> _Text under study_:
Tuesday, July 8, 2014

Fantasy, Science Fiction, and Supernatural-Uglies by Scott Westerfeld


Fantasy, Science Fiction, and Supernatural-Uglies by Scott Westerfeld.

Westerfeld, Scott. (2011). Uglies. New York, NY: Simon Pulse.

Tally Youngblood can’t wait to be sixteen because at the age of sixteen she will have the surgery that will change her life forever. Every teen is expected to have the surgery that turns them from ugly to supermodel pretty.  Once uglies have the surgery, they get to leave Uglyville and cross over to live in New Pretty town. In Pretty town there are no rules, there are parties, pleasure gardens, and everyone is happy.  Right before her sixteen birthday Tally meets a girl named Sha who is not sure she wants to have the surgery and tries to convince Tally not to have it. Sha goes missing and the authorities know that Tally was the last person to see her. The authorities threated Tally to help them find Sha, if she doesn’t her chance at becoming pretty is in jeopardy.

Uglies is the first book of the series titled, “Uglies”. The other books in the series include pretties, specials, and extras. I recommended that the series be read in order. Book one does a good job of establishing the setting, time, and the characters that appear throughout the series.

The story is told in three parts. Part I is titled Turning Pretty and consists of sixteen chapters. Here we meet our main character Tally who loves to defy the rules and regulations of Uglyville and Sha the girl who forever changes Tally’s future. Part II is titled the Smoke and it also includes sixteen chapters. Here Tally sets out to find Sha who went to live with the other rebels who run away so as not to have the surgery. Part III is titled Into the Fire and it includes eighteen chapters.

> _Exercise details_: Reproduce the review of Uglies in full, changing nothing.

> _Record set_:
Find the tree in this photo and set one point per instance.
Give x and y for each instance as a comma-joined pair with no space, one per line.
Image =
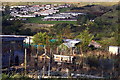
82,19
40,38
86,37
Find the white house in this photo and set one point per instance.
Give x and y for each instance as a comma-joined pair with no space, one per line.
114,49
63,58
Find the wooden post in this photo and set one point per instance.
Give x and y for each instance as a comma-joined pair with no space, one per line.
25,60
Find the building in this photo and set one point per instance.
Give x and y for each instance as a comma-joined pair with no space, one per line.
63,58
12,50
114,49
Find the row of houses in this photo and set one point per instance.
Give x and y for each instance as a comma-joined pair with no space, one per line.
67,16
39,10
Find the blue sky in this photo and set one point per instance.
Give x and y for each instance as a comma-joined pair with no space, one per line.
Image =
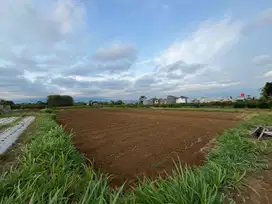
126,48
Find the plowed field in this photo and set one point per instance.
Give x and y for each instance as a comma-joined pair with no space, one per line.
127,143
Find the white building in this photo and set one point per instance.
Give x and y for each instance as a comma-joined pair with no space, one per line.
182,99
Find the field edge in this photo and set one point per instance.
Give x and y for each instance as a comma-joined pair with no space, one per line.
53,170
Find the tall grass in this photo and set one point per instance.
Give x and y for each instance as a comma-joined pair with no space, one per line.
52,171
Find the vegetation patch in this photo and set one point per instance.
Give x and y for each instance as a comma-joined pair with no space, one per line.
51,170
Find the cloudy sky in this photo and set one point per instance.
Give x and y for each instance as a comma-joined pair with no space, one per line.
122,49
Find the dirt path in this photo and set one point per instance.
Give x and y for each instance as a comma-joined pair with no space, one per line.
130,143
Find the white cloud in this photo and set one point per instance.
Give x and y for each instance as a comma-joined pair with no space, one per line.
268,74
211,38
262,60
68,15
116,51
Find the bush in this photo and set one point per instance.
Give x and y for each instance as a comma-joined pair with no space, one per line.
252,104
264,105
239,105
47,110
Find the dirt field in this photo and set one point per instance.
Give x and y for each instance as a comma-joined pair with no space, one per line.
127,143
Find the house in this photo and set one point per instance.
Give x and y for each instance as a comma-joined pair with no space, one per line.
206,100
182,99
155,101
162,101
4,109
171,99
147,102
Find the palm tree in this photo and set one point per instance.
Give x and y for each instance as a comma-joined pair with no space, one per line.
141,99
266,91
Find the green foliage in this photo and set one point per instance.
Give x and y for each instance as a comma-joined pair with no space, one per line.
59,100
266,91
141,99
8,103
52,171
47,110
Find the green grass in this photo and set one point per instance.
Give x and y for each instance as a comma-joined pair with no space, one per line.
15,122
51,170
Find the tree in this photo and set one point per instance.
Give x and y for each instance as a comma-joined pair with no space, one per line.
141,99
119,102
59,100
266,91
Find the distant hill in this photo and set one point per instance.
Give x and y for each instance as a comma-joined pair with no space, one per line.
77,99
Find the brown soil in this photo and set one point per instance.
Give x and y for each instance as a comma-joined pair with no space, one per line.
128,143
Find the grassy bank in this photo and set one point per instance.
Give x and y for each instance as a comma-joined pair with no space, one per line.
51,170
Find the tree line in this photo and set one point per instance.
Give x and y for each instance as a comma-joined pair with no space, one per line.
53,101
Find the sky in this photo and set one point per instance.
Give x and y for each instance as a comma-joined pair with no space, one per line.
122,49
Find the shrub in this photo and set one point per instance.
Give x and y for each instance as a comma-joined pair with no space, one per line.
47,110
251,104
264,105
239,105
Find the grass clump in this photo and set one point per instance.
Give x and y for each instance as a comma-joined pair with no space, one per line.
47,110
52,171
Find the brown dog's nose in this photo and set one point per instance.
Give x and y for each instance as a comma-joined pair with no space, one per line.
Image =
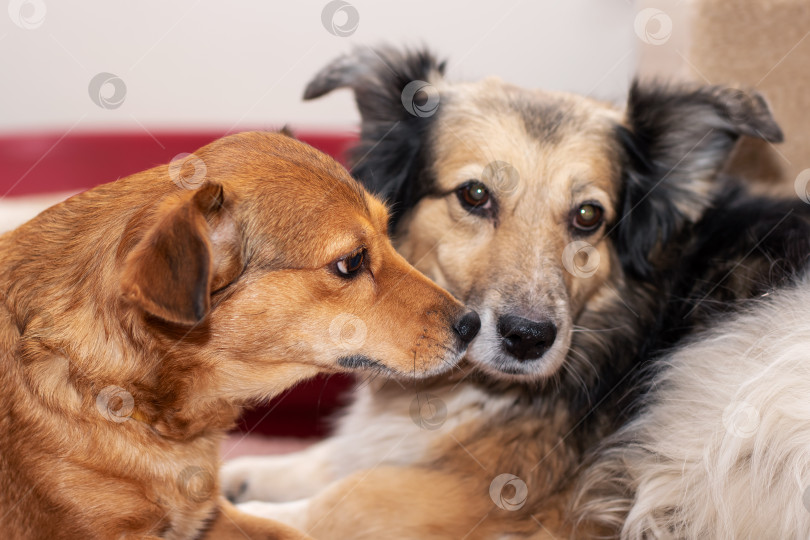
467,326
525,339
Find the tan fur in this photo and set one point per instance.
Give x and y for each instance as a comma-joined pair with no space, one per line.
137,318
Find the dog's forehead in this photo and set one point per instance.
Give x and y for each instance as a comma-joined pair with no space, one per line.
548,137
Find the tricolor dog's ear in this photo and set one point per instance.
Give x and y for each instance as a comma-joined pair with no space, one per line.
191,249
398,97
675,140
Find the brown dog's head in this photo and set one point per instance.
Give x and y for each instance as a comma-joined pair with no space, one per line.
267,258
533,206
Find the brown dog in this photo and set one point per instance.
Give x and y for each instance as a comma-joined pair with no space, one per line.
137,318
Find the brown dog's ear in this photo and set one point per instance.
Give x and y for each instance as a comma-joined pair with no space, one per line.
170,271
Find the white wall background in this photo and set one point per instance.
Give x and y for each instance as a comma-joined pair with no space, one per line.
243,64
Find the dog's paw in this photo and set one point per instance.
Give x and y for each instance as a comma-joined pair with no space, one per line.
294,513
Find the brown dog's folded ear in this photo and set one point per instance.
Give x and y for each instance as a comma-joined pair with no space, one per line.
170,271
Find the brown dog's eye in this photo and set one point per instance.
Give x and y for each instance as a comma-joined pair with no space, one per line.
588,216
474,194
349,266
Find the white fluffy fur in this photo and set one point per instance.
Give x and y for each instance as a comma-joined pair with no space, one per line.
722,449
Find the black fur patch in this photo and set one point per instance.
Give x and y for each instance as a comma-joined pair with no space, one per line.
393,155
676,140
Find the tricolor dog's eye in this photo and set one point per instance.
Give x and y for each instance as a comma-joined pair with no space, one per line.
349,266
474,195
588,217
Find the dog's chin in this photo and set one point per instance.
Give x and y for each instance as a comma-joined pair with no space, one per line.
363,363
497,364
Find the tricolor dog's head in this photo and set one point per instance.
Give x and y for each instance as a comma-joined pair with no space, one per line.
530,205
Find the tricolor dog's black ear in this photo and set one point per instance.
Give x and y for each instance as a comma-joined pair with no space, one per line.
397,95
675,141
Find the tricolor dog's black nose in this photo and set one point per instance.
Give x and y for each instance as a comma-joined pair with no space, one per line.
525,339
467,326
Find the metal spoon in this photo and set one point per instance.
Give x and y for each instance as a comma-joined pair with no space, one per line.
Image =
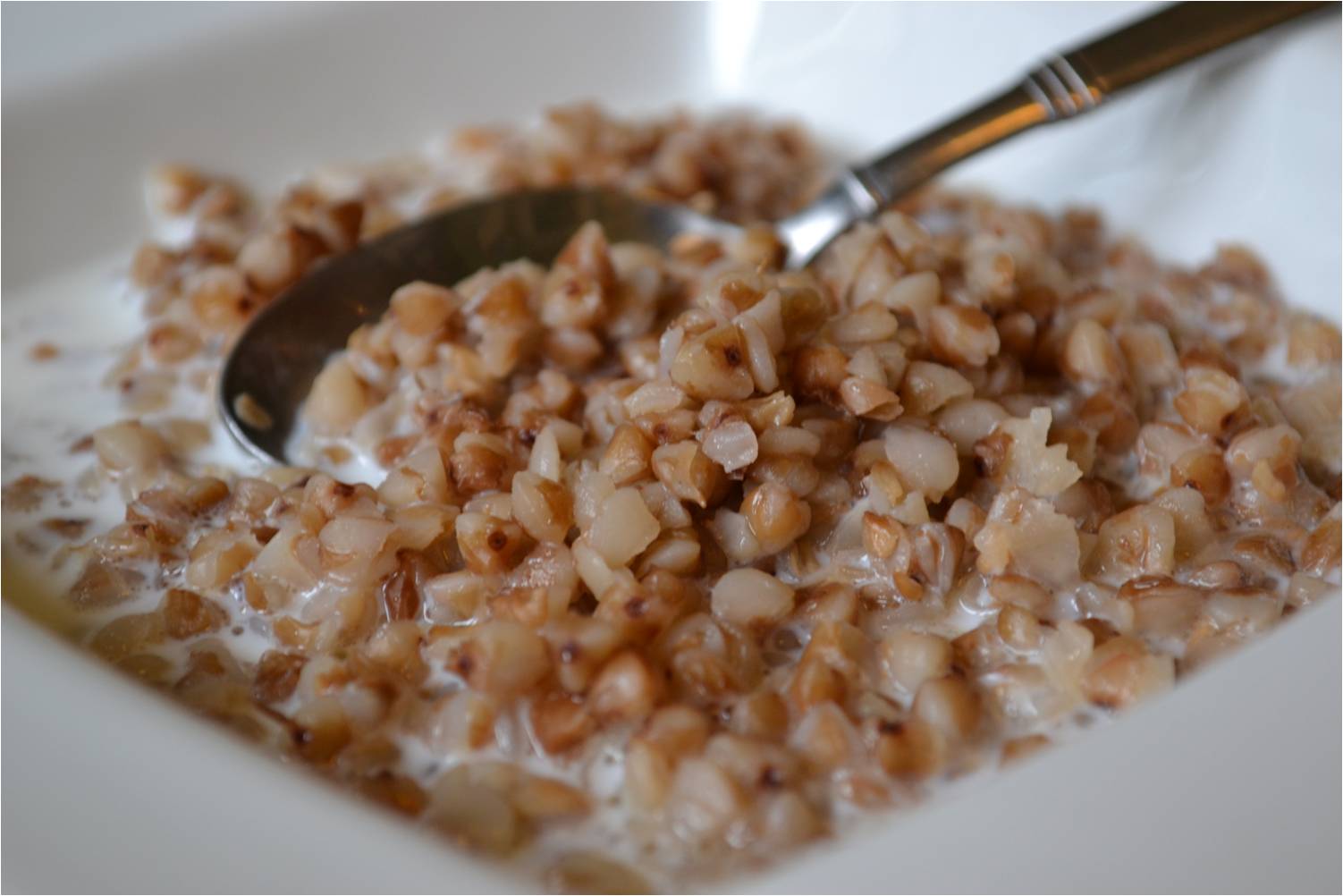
272,368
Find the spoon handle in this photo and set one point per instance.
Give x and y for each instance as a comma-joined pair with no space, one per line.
1075,82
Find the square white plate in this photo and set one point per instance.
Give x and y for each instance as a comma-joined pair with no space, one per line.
1230,783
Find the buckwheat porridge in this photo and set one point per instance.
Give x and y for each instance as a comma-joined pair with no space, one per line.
646,566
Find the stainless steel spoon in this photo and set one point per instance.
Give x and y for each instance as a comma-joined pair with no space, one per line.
272,368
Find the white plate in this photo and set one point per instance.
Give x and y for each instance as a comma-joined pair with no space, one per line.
1230,783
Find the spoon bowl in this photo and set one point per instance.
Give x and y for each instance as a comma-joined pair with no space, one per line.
272,368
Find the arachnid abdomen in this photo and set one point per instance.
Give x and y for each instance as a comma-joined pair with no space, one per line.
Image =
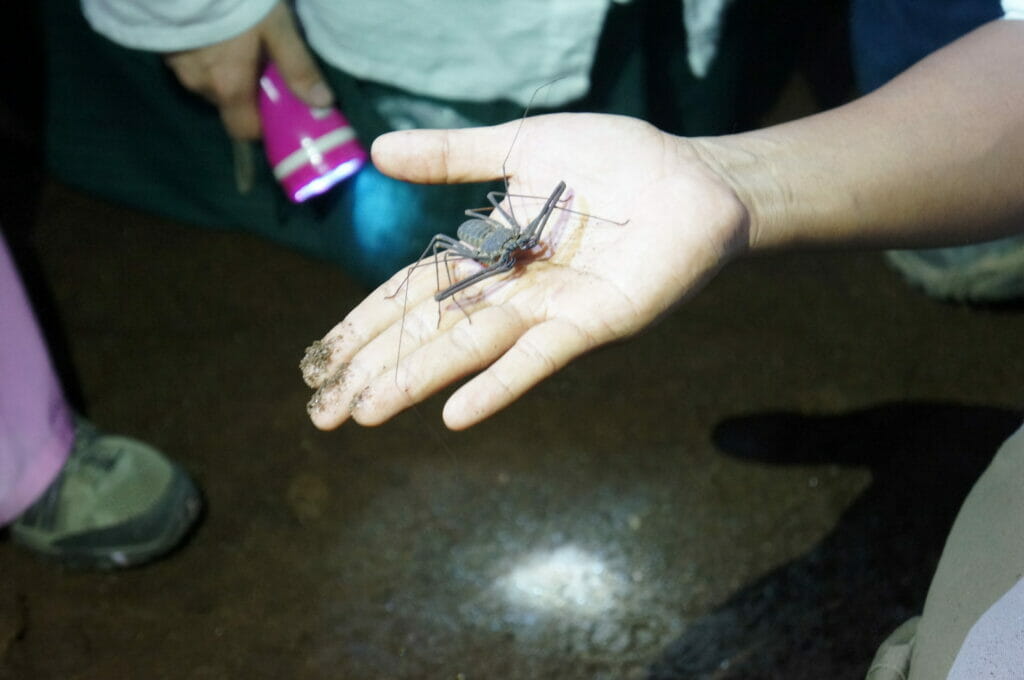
488,239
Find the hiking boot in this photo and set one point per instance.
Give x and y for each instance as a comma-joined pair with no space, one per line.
981,273
116,503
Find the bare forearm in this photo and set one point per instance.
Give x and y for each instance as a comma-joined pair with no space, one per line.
934,158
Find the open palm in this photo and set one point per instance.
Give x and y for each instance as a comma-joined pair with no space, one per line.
642,224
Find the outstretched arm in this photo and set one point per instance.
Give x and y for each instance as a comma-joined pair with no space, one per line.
936,157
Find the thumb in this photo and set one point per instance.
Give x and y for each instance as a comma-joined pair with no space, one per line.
296,65
444,157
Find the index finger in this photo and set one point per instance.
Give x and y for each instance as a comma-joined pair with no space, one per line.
444,157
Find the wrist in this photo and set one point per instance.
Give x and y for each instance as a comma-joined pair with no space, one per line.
740,162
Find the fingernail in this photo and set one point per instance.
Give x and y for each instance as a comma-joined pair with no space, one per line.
320,95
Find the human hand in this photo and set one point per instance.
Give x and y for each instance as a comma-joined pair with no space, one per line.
592,281
226,73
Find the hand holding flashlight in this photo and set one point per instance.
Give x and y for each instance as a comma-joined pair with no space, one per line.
226,73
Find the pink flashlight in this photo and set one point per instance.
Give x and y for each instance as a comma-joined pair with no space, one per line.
310,150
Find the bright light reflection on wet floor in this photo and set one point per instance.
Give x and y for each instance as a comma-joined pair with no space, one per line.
567,581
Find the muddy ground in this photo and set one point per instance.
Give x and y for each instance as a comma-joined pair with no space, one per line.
757,487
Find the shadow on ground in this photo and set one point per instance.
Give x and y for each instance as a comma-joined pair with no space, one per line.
823,614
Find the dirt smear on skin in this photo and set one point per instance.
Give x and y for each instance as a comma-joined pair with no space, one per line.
316,359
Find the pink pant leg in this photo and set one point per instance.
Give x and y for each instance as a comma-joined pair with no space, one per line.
36,423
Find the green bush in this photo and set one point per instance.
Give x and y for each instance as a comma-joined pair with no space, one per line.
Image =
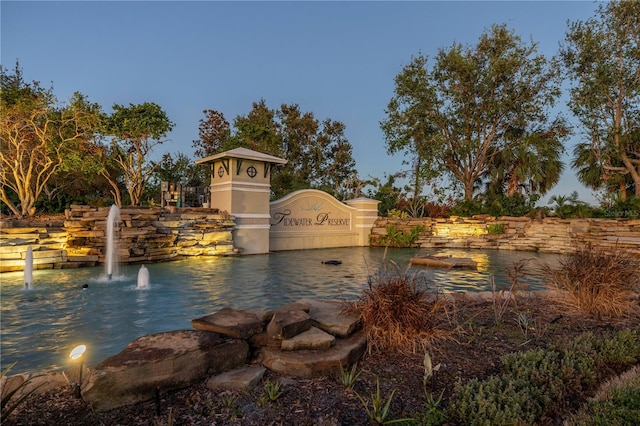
498,400
621,349
555,377
397,238
616,403
495,229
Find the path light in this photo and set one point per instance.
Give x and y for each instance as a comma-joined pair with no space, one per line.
75,354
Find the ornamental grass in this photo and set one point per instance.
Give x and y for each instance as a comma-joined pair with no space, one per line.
597,282
400,313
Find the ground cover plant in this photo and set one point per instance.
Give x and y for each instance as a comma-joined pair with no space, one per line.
480,371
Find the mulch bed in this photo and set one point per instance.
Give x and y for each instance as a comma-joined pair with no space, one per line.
472,350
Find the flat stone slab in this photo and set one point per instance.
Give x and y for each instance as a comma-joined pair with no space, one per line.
230,322
171,360
287,324
314,338
314,363
329,316
240,379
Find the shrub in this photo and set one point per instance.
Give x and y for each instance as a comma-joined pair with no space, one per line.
621,349
497,400
617,402
495,229
397,238
555,377
398,313
596,282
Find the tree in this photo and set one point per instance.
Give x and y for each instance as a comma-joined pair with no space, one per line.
38,139
530,163
318,154
180,169
461,114
602,58
134,131
406,129
214,131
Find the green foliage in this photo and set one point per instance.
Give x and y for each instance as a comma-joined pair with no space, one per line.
270,392
135,131
434,414
614,352
618,404
495,229
496,205
424,116
398,238
317,152
601,58
555,377
569,206
539,382
349,377
41,139
621,349
379,411
616,207
397,214
498,400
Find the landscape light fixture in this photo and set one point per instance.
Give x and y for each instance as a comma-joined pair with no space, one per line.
75,354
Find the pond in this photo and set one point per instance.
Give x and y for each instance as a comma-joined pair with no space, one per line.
65,308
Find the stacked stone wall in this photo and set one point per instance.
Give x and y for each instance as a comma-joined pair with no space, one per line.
550,235
145,235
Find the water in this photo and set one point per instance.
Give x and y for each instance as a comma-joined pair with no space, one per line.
40,327
111,260
143,278
28,269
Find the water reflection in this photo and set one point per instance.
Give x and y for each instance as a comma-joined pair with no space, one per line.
41,326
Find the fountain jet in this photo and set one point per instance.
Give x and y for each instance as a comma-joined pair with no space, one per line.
28,269
143,278
111,262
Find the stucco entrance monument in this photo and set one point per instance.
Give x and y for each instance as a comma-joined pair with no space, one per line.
305,219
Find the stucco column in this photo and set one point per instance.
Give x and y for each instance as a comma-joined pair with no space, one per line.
366,216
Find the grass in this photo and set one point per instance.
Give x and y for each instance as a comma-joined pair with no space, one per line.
597,282
399,313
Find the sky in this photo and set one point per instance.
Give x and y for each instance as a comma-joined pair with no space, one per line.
337,60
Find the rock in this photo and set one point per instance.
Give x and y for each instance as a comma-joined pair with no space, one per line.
264,340
240,379
313,363
314,338
285,325
329,316
230,322
170,360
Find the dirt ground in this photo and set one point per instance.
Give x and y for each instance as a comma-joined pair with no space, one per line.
477,340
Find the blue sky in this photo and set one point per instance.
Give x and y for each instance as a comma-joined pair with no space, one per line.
335,59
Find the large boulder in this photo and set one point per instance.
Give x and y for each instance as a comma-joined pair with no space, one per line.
331,317
313,363
170,360
230,322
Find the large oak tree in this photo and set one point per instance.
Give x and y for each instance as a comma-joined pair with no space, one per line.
134,131
459,118
39,138
602,56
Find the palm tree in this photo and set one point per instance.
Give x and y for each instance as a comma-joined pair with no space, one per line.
531,164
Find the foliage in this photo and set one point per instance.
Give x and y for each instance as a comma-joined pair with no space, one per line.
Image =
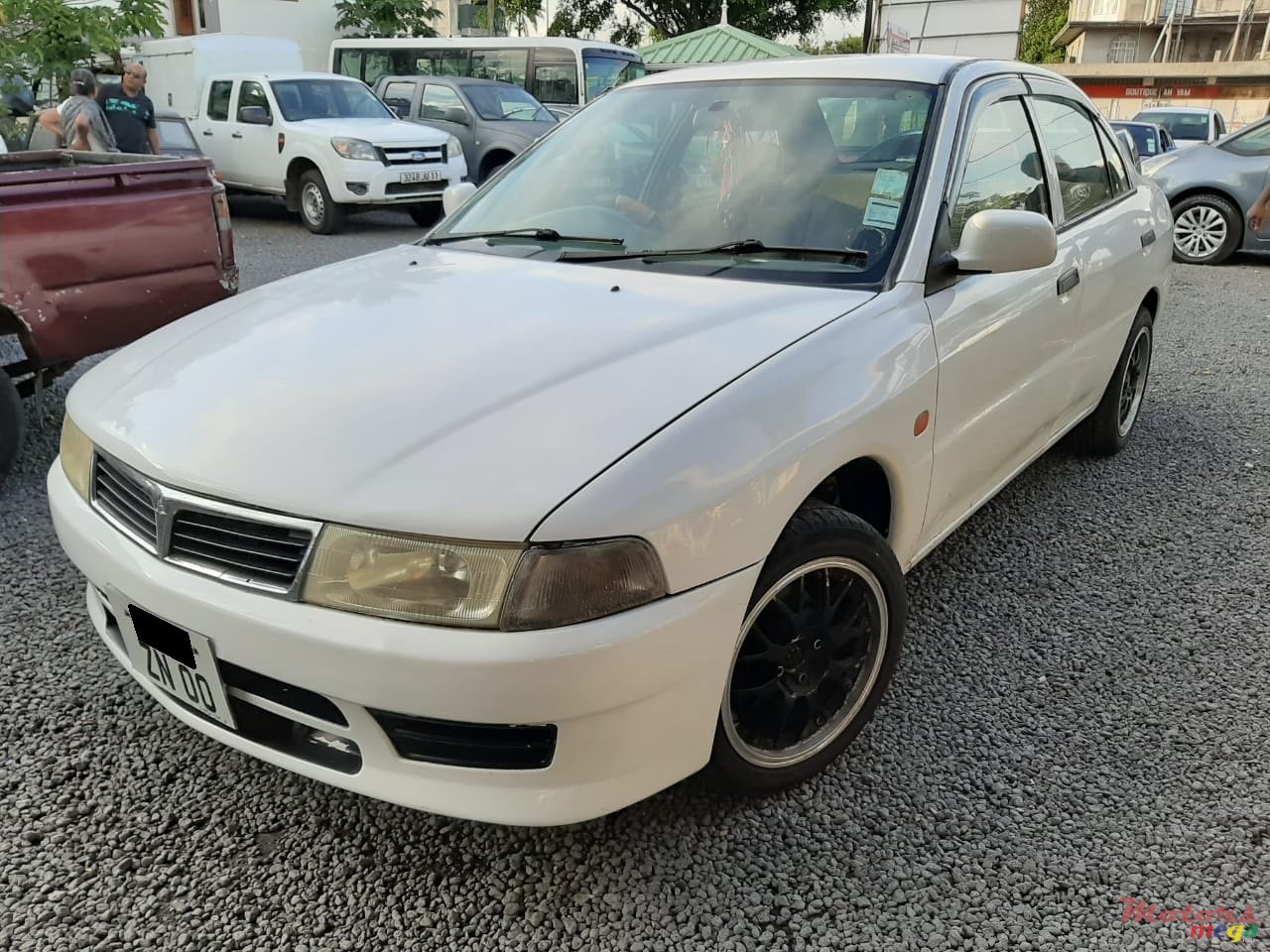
1043,21
663,19
386,18
518,12
834,48
49,39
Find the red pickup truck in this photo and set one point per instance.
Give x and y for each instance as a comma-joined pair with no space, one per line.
95,252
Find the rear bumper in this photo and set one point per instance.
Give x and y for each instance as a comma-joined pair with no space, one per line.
630,702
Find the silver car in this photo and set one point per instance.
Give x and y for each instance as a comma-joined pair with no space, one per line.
1210,188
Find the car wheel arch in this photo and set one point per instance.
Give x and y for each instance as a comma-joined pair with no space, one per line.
296,168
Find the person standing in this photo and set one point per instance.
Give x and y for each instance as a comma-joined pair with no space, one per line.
131,113
79,122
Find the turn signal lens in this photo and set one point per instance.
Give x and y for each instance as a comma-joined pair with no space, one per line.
76,456
576,583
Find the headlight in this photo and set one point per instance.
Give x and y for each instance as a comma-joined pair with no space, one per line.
76,456
409,578
580,581
479,585
354,149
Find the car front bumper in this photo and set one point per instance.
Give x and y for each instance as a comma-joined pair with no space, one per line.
372,182
633,698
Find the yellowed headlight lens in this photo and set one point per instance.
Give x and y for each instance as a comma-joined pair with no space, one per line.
409,578
76,456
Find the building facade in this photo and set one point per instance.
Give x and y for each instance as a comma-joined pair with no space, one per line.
1132,54
951,27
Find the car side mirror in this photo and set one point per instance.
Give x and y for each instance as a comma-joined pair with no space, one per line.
456,195
1130,148
1001,240
255,116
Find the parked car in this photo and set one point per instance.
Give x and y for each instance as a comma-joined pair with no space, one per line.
1210,189
324,144
72,282
648,507
1147,137
494,121
1189,126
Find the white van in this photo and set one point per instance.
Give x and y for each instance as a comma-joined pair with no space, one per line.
322,143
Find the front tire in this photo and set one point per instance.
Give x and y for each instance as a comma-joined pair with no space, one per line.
1106,430
817,651
427,213
13,421
1206,230
318,213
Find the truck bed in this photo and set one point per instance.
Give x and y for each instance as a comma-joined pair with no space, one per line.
102,249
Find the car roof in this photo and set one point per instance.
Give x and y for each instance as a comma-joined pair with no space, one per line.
913,67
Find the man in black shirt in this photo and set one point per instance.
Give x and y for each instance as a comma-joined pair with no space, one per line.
131,113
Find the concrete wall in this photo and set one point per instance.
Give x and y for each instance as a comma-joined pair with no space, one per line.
953,27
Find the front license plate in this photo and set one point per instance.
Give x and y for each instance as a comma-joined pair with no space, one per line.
434,176
180,661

> _Expected answer_:
Tuesday, July 8, 2014

Fantasy, Science Fiction, and Supernatural-Uglies by Scott Westerfeld


Fantasy, Science Fiction, and Supernatural-Uglies by Scott Westerfeld.

Westerfeld, Scott. (2011). Uglies. New York, NY: Simon Pulse.

Tally Youngblood can’t wait to be sixteen because at the age of sixteen she will have the surgery that will change her life forever. Every teen is expected to have the surgery that turns them from ugly to supermodel pretty.  Once uglies have the surgery, they get to leave Uglyville and cross over to live in New Pretty town. In Pretty town there are no rules, there are parties, pleasure gardens, and everyone is happy.  Right before her sixteen birthday Tally meets a girl named Sha who is not sure she wants to have the surgery and tries to convince Tally not to have it. Sha goes missing and the authorities know that Tally was the last person to see her. The authorities threated Tally to help them find Sha, if she doesn’t her chance at becoming pretty is in jeopardy.

Uglies is the first book of the series titled, “Uglies”. The other books in the series include pretties, specials, and extras. I recommended that the series be read in order. Book one does a good job of establishing the setting, time, and the characters that appear throughout the series.

The story is told in three parts. Part I is titled Turning Pretty and consists of sixteen chapters. Here we meet our main character Tally who loves to defy the rules and regulations of Uglyville and Sha the girl who forever changes Tally’s future. Part II is titled the Smoke and it also includes sixteen chapters. Here Tally sets out to find Sha who went to live with the other rebels who run away so as not to have the surgery. Part III is titled Into the Fire and it includes eighteen chapters.